- Task to complete
Extract each line of the listing below that contains the string "carpet", and reproduce those lines verbatim in their original order.

- Exercise data
+-------+

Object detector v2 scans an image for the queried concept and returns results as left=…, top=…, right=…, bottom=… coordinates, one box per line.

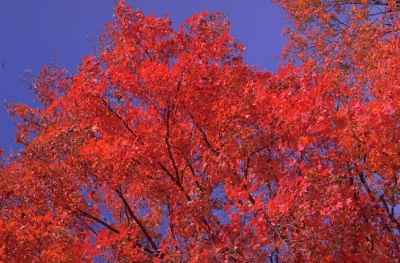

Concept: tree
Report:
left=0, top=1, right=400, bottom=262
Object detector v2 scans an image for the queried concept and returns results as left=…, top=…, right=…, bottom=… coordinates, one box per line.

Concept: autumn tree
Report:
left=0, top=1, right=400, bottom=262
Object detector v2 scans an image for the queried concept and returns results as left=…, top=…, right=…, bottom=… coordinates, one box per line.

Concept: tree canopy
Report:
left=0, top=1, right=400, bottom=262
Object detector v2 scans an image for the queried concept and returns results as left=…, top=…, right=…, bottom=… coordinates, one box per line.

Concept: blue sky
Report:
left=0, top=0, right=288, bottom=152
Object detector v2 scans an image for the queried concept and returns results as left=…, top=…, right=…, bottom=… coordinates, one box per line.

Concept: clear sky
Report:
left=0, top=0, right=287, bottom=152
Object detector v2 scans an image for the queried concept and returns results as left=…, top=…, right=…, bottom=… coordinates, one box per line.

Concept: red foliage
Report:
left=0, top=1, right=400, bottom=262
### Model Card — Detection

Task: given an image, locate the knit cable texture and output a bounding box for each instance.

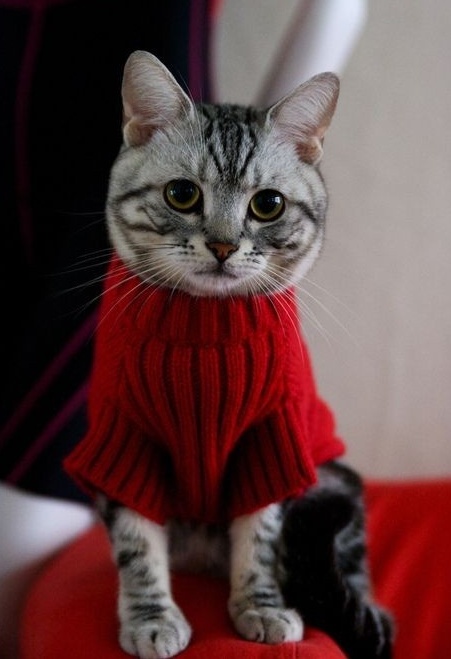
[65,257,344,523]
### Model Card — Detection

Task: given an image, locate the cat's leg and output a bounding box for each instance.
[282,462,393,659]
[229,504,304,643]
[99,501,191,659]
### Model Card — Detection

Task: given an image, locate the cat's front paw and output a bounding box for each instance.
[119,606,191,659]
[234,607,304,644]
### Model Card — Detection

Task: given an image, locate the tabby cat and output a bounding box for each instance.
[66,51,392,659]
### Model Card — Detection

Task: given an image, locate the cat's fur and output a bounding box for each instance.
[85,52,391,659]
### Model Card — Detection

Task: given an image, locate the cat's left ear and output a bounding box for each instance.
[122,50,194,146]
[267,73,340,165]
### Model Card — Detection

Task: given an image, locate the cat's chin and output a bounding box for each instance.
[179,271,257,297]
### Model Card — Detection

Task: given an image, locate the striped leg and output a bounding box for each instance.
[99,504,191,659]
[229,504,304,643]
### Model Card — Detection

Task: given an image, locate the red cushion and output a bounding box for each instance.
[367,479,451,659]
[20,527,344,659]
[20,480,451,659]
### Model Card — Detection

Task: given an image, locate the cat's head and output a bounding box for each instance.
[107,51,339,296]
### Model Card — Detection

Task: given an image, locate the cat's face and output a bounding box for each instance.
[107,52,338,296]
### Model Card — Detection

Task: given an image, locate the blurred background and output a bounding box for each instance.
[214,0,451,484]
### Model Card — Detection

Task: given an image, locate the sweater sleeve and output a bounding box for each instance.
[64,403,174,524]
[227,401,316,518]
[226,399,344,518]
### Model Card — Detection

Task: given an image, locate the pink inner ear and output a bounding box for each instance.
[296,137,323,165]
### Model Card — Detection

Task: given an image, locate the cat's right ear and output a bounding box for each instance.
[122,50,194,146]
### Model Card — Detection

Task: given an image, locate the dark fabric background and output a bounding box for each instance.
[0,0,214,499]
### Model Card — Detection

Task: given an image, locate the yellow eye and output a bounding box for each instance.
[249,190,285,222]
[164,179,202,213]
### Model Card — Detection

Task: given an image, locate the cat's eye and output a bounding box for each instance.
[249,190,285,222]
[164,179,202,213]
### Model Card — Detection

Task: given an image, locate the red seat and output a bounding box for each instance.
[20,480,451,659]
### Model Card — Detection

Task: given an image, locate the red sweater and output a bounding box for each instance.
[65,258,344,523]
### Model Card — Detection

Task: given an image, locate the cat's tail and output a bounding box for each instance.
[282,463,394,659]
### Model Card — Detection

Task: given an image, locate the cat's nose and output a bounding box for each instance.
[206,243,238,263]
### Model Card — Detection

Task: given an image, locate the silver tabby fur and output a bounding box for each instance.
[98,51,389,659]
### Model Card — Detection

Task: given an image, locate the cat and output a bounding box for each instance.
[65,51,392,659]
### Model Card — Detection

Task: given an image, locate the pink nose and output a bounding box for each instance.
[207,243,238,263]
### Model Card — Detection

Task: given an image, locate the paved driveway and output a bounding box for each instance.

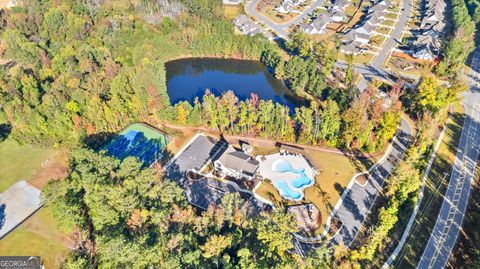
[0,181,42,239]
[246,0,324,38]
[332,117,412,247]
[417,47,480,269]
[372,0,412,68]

+-------+

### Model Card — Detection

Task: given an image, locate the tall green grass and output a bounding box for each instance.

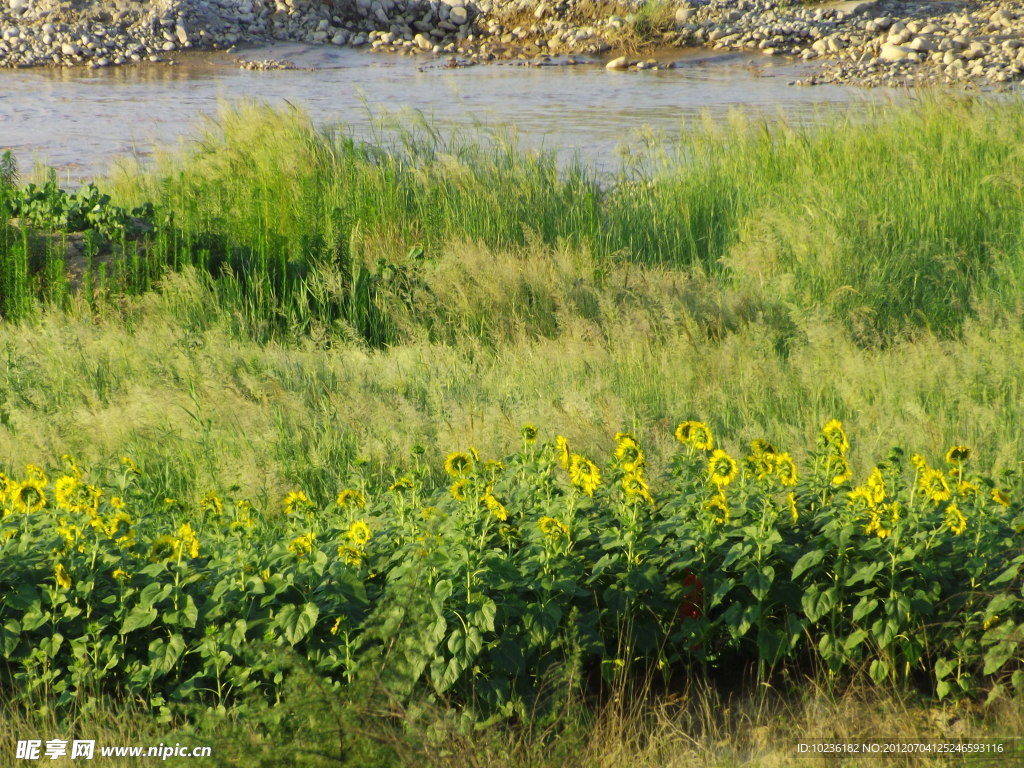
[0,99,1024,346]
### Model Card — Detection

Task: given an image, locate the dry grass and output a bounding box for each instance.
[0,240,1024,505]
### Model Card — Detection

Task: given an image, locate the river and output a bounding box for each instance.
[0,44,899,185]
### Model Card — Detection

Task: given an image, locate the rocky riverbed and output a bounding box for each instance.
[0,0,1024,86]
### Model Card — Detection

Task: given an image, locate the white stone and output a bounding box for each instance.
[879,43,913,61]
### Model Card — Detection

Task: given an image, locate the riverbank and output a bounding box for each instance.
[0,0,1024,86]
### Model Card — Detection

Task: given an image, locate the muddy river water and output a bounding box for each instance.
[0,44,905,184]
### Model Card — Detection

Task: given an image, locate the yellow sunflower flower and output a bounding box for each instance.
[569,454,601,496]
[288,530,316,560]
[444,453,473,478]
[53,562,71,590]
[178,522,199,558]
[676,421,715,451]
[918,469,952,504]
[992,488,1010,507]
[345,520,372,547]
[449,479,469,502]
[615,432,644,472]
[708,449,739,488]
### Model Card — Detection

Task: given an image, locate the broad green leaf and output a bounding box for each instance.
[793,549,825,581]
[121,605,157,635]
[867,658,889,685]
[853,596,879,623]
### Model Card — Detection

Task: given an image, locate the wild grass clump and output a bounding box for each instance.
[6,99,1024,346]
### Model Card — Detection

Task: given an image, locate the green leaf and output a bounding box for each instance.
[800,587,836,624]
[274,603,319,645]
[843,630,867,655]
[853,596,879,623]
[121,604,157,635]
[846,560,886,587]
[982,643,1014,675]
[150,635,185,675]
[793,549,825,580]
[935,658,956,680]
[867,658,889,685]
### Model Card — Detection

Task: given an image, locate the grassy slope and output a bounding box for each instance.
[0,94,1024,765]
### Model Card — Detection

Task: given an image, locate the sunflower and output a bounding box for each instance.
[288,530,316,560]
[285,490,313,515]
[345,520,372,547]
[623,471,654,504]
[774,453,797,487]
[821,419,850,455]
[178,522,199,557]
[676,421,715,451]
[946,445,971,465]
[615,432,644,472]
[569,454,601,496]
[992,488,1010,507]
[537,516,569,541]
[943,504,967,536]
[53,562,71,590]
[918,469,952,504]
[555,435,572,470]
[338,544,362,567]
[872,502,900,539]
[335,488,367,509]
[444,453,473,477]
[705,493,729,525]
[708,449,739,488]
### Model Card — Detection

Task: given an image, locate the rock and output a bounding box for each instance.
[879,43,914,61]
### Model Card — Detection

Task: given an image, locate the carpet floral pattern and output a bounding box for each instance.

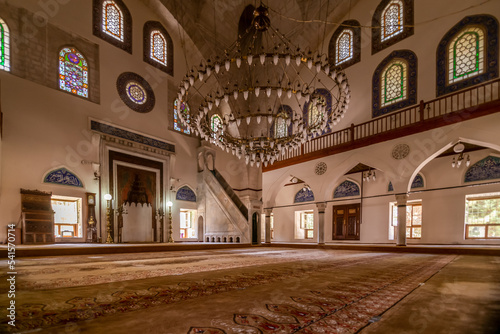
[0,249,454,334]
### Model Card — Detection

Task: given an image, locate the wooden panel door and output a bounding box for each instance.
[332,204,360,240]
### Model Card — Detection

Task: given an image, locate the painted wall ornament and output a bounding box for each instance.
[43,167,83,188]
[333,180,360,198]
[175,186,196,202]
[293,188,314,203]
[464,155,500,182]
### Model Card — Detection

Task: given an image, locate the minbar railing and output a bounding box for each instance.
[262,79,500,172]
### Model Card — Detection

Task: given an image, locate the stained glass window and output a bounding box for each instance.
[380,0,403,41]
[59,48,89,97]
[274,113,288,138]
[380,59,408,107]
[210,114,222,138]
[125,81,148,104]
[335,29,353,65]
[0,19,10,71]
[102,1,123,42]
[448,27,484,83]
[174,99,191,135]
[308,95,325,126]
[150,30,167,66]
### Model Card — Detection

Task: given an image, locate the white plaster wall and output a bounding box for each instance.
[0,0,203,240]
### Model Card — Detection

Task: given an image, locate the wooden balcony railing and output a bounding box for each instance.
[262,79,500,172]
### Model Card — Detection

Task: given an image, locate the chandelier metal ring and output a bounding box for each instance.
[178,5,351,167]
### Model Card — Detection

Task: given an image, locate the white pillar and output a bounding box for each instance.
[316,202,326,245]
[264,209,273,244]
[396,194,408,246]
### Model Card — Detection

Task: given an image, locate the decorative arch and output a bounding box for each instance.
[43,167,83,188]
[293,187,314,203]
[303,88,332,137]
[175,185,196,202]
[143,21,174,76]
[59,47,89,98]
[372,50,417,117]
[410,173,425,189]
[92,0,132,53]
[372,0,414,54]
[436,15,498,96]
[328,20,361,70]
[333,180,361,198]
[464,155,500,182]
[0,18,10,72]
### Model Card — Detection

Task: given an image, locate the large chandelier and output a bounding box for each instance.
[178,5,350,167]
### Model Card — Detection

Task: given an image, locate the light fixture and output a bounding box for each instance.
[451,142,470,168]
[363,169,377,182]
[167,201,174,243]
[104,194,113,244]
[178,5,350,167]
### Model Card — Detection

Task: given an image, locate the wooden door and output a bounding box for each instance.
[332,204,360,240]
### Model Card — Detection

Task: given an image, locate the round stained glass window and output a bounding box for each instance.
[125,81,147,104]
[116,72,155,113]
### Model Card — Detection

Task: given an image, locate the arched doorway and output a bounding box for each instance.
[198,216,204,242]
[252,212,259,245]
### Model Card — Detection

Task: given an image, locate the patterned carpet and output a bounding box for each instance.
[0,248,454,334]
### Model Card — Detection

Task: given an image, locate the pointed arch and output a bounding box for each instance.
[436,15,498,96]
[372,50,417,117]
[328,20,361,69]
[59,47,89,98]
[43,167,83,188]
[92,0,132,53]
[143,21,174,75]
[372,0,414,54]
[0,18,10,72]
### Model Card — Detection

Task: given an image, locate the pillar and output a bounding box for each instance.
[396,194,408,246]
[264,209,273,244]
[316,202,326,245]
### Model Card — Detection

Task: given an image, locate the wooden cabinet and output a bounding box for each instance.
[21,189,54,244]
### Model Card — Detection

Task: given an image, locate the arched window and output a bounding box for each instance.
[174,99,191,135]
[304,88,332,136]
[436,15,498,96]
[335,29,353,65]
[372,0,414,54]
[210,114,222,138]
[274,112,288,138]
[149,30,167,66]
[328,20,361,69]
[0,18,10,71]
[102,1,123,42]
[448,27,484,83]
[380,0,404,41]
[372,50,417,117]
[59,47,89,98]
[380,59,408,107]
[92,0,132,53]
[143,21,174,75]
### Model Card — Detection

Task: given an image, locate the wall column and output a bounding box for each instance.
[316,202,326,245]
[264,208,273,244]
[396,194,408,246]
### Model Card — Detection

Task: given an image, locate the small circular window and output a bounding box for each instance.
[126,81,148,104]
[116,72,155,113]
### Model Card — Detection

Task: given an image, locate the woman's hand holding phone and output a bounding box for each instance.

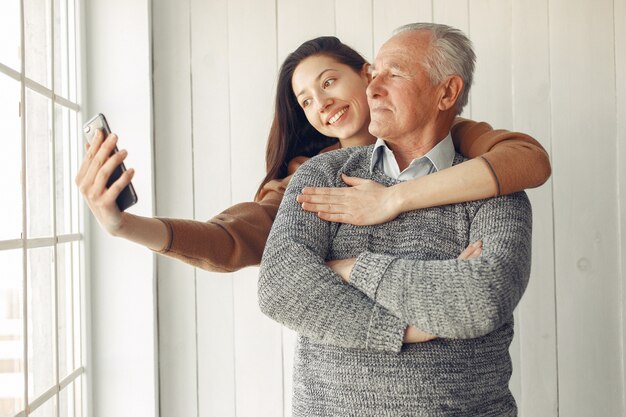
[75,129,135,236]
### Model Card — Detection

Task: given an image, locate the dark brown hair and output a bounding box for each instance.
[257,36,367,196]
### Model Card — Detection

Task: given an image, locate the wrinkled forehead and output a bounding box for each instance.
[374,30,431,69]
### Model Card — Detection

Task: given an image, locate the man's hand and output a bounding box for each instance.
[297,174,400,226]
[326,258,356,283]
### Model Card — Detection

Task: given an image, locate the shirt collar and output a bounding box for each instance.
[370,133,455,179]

+-------+

- The reply
Task: given an image, locate the carpet floral pattern and output a bounding box for each instance.
Task: given an image, locate the patterned carpet and output a bounding box for each instance.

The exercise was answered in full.